● **SOURCE DOCUMENT**
*****

The short answer? Yes, it does.

A slightly longer answer: it works, With the caveat that having a better correlation algorithm that makes up 25% of the total sum of weighted ranks only has a marginal (but nevertheless positive) effect on returns. Furthermore, when comparing a max decorrelation weighting using default single-pass correlation vs. stepwise, the stepwise gives a bumpier ride, but one with visibly larger returns. Furthermore, for this universe, the difference between starting at the security ranked highest by the momentum and volatility components, or with the security that has the smallest aggregate correlation to all securities, is very small. Essentially, from my inspection, the answer to using stepwise correlation is: “it’s a perfectly viable alternative, if not better.”

Here are the functions used in the script:

require(quantmod)
require(PerformanceAnalytics)

stepwiseCorRank <- function(corMatrix, startNames=NULL, stepSize=1, bestHighestRank=FALSE) {
  #edge cases
  if(dim(corMatrix)[1] == 1) {
    return(corMatrix)
  } else if (dim(corMatrix)[1] == 2) {
    ranks <- c(1.5, 1.5)
    names(ranks) <- colnames(corMatrix)
    return(ranks)
  }
  
  if(is.null(startNames)) {
    corSums <- rowSums(corMatrix)
    corRanks <- rank(corSums)
    startNames <- names(corRanks)[corRanks <= stepSize]
  }
  nameList <- list()

*****

Collected data
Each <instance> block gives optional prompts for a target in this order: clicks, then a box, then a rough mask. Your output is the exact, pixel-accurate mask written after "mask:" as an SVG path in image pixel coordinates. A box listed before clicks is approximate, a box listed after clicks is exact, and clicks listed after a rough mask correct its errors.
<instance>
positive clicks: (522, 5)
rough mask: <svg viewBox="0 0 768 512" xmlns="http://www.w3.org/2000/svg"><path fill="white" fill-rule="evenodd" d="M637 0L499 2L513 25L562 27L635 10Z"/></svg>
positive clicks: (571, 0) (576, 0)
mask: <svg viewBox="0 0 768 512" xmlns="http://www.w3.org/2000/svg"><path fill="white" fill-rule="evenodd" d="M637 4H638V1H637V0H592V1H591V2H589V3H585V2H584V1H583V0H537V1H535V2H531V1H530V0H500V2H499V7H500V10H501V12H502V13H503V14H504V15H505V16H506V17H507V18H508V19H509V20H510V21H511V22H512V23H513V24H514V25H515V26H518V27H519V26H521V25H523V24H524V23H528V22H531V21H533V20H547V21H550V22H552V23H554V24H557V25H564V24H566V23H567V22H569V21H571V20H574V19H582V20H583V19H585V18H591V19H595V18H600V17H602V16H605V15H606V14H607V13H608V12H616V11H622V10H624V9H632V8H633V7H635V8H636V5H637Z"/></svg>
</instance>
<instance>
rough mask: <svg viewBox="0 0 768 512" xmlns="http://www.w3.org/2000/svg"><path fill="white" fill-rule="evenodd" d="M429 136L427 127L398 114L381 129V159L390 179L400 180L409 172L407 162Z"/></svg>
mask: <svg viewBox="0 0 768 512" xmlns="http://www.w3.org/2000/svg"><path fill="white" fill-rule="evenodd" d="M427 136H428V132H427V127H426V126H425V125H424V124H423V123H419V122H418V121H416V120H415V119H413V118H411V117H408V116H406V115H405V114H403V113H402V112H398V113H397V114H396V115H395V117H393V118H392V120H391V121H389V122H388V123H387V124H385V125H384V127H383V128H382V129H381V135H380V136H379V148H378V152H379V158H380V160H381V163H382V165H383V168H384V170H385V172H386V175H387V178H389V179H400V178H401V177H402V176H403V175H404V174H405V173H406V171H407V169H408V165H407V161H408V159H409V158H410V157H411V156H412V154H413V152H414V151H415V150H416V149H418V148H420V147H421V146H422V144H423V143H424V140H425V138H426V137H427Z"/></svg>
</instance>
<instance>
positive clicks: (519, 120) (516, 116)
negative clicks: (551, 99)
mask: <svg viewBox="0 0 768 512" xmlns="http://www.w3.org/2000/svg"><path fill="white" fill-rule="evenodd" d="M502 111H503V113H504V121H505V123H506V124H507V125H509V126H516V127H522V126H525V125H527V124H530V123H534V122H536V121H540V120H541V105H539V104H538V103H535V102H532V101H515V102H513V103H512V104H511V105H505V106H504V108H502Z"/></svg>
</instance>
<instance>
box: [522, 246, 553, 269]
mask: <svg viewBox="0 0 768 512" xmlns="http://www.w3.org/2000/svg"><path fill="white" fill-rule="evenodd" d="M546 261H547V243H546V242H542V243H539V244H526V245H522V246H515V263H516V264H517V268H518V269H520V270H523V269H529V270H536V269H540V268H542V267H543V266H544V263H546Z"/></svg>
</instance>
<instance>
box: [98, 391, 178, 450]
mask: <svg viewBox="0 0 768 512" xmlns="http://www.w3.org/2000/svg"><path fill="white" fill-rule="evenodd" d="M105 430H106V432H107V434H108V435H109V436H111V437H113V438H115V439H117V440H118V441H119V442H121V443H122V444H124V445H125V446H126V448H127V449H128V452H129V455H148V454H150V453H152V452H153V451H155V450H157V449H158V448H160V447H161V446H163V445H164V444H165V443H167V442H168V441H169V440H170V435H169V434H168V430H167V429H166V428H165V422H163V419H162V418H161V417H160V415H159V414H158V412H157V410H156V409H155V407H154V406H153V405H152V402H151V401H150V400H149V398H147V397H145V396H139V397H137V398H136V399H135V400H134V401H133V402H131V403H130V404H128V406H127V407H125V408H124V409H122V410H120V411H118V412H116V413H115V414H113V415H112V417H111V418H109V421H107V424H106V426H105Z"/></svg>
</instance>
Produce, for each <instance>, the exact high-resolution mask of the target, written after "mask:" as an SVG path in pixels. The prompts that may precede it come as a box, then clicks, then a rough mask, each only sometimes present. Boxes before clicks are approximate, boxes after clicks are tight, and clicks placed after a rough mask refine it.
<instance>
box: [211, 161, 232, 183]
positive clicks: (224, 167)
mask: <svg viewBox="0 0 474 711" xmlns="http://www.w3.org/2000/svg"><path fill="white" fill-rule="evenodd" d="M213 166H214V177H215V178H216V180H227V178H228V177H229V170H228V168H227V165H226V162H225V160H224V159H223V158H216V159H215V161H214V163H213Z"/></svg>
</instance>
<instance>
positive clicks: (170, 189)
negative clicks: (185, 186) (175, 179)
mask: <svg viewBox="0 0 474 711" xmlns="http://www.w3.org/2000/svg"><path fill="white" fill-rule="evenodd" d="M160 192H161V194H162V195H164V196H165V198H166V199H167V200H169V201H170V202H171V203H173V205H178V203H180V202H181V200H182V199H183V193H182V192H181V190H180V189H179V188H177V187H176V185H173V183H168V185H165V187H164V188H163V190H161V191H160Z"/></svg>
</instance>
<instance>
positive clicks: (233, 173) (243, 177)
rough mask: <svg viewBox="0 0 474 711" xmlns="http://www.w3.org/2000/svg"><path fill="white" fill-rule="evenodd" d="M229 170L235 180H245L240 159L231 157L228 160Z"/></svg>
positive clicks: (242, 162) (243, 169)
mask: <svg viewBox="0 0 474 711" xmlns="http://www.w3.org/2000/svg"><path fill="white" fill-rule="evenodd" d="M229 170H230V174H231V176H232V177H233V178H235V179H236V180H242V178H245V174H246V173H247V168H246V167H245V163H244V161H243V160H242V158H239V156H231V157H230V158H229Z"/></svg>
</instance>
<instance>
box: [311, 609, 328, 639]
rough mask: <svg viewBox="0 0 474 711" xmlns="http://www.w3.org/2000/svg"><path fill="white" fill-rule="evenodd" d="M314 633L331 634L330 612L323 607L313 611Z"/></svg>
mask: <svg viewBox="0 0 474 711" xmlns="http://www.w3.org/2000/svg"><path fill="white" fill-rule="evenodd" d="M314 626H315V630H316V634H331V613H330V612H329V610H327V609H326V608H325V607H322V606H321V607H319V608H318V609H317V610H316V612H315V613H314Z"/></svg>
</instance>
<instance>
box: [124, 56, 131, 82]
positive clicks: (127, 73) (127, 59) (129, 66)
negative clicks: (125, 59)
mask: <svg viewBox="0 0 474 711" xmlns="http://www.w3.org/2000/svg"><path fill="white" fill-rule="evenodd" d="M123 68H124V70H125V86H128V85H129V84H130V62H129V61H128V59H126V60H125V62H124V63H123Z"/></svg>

*****

● **PROBLEM TO WORK ON**
The text on stepwise correlation says a better correlation algorithm has only a marginal effect on returns. Explain why in one to three sentences.

● **SOLUTION FOR THIS EXERCISE**
The correlation algorithm makes up only 25% of the total sum of weighted ranks. Improving it therefore has only a marginal effect on returns, though the effect is still positive.